* Activité A: Reproduisez fidèlement l'extrait du texte sur les assises de l'APVF qui débute aux mots « La France traverse » et se termine après les mots « par Jérôme Fourquet. ».
* Activité B: D'après le texte sur les assises de l'APVF, quelle thématique a été retenue pour l'édition 2023 ?
* Activité C: Résumez en deux phrases le texte sur les assises de l'APVF.
==== Texte à analyser ====
Les 25eme assises de l’Association des Petites Villes de France (APVF) qui se sont déroulées début juin, à mi mandat et un an après les présidentielles, ont lancé le cycle des rendez vous des différentes associations nationales d’élus.
Comme à chaque édition, les débats passionnés se sont succédé et les analyses croisées entre expertises des uns et retours d’expériences des autres ont permis de traiter du fond. Les maires en prise directe avec le terrain et le quotidien sont aussi proches, ce que trop de monde oublie, des solutions concrètes. Des échanges argumentés, cash, vifs, et souvent instructifs.
La thématique 2023, « bâtir des ponts », inspiré évidemment de Millau ville d’accueil de ces assises, était en phase avec l’état d’esprit des élus. Bâtir des ponts constituant à leurs yeux une priorité après les crises systémiques des derniers mois : Covid, guerre en Ukraine, transition climatique et énergétique, sans omettre un conflit des retraites qui a provoqué une fracture profonde entre l’exécutif et le pays.
Il n’est pas si anecdotique que pour une simple réunion annuelle d’élus, une ville comme Millau soit, du fait de la venue de quelques ministres, placée littéralement en état de siège afin d’éloigner tout risque de « casserolades ».
La France traverse une crise de défiance démocratique dont il serait dangereux de sous estimer portée et ampleur. Beaucoup de participants ont souligné lors des ateliers et tables rondes l’urgence de réconcilier le pays à la parole politique, considérablement dévaluée et abimée au niveau national après la séquence des retraites, mais également d’ agir pour que les habitants redeviennent des citoyens responsables.
« Bâtir des ponts » est incontournable si l’on veut combattre l’individualisme, les bulles captives des réseaux sociaux, les complotismes divers et variés ou répondre à « l’archipellisation » croissante du pays, souligné avec justesse par Jérôme Fourquet.
La France oscille aujourd’hui entre deux mondes, celui d’avant et celui qui vient, hybride, incertain, imprévisible.
==== Données ====
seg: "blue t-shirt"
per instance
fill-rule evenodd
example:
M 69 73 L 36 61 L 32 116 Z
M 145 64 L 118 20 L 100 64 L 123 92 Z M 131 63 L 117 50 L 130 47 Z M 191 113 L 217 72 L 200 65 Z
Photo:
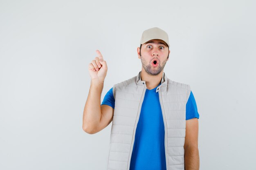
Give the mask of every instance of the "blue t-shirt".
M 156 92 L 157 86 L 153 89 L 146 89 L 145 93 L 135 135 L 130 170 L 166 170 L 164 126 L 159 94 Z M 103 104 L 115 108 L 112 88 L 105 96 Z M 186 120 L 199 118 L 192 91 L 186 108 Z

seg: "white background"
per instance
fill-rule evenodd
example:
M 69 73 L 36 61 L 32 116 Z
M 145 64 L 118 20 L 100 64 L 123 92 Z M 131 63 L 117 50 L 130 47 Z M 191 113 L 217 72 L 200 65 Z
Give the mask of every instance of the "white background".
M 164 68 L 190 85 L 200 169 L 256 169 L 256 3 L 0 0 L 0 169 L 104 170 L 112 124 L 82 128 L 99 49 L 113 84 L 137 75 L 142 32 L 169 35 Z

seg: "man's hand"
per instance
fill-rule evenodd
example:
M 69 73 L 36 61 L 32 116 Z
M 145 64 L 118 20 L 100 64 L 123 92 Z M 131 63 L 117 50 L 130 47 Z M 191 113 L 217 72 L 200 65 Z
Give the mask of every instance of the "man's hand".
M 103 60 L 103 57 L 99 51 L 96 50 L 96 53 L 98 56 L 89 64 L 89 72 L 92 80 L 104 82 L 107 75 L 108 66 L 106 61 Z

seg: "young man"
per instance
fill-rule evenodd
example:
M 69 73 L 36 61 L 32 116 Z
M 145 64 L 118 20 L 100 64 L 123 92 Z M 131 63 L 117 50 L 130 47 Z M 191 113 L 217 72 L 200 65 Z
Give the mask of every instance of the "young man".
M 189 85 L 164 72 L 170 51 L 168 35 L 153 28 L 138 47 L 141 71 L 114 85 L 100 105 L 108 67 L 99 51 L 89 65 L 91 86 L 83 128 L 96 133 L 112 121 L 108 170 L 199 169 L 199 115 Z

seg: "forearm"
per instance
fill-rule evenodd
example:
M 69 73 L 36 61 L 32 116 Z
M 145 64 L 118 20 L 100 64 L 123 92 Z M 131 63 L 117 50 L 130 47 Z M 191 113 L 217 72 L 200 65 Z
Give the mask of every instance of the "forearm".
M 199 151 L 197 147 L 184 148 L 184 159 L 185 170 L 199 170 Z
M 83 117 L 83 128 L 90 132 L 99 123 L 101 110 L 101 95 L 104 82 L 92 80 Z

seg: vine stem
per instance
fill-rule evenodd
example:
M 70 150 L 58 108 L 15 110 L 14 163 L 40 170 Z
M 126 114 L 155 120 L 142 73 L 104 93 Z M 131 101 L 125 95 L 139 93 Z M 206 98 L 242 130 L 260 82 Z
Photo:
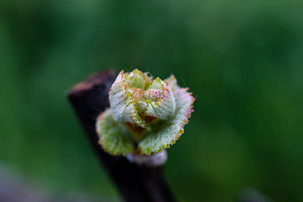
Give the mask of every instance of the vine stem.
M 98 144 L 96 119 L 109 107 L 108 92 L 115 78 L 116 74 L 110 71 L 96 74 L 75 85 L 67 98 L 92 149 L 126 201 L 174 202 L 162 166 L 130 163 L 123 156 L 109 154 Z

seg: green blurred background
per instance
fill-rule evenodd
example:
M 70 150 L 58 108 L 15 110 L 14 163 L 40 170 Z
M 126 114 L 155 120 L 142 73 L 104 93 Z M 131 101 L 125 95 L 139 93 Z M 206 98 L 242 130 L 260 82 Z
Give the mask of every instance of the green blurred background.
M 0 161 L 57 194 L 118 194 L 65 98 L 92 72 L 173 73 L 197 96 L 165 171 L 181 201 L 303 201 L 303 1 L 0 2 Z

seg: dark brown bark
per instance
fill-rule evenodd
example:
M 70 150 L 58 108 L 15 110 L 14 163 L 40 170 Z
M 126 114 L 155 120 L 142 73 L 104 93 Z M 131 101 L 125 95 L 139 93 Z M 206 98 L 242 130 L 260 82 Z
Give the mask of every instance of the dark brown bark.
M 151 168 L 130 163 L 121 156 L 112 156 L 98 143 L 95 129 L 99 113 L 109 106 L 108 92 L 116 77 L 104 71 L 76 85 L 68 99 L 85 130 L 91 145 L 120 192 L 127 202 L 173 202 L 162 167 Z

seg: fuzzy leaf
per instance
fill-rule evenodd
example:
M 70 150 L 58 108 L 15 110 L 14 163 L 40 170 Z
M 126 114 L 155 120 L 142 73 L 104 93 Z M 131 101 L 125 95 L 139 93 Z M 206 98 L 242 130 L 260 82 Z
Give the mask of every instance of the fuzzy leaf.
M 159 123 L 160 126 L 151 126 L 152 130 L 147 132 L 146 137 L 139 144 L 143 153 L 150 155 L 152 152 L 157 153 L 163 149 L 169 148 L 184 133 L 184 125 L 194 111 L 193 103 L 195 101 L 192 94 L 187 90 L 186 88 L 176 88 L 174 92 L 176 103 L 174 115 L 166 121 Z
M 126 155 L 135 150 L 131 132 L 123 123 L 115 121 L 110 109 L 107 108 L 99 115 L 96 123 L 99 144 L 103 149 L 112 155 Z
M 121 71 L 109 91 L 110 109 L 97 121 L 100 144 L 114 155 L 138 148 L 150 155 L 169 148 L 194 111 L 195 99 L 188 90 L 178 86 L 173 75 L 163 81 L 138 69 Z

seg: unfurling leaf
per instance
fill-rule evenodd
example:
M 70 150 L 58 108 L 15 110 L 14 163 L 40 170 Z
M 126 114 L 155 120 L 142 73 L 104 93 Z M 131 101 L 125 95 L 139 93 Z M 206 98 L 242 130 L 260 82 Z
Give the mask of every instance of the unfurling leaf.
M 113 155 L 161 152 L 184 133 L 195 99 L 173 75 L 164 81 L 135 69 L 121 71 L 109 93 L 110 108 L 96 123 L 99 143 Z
====
* Résultat obtenu A:
La France traverse une crise de défiance démocratique dont il serait dangereux de sous estimer portée et ampleur. Beaucoup de participants ont souligné lors des ateliers et tables rondes l’urgence de réconcilier le pays à la parole politique, considérablement dévaluée et abimée au niveau national après la séquence des retraites, mais également d’ agir pour que les habitants redeviennent des citoyens responsables.
« Bâtir des ponts » est incontournable si l’on veut combattre l’individualisme, les bulles captives des réseaux sociaux, les complotismes divers et variés ou répondre à « l’archipellisation » croissante du pays, souligné avec justesse par Jérôme Fourquet.

* Résultat obtenu B: La thématique retenue était « bâtir des ponts », inspirée de Millau, la ville d'accueil.

* Résultat obtenu C: Les 25es assises de l'Association des Petites Villes de France, tenues à Millau début juin sur le thème « bâtir des ponts », ont donné lieu à des échanges vifs et instructifs entre élus, après des crises comme le Covid, la guerre en Ukraine et le conflit des retraites. Face à une crise de défiance démocratique, de nombreux participants ont insisté sur l'urgence de réconcilier le pays avec la parole politique et de faire des habitants des citoyens responsables.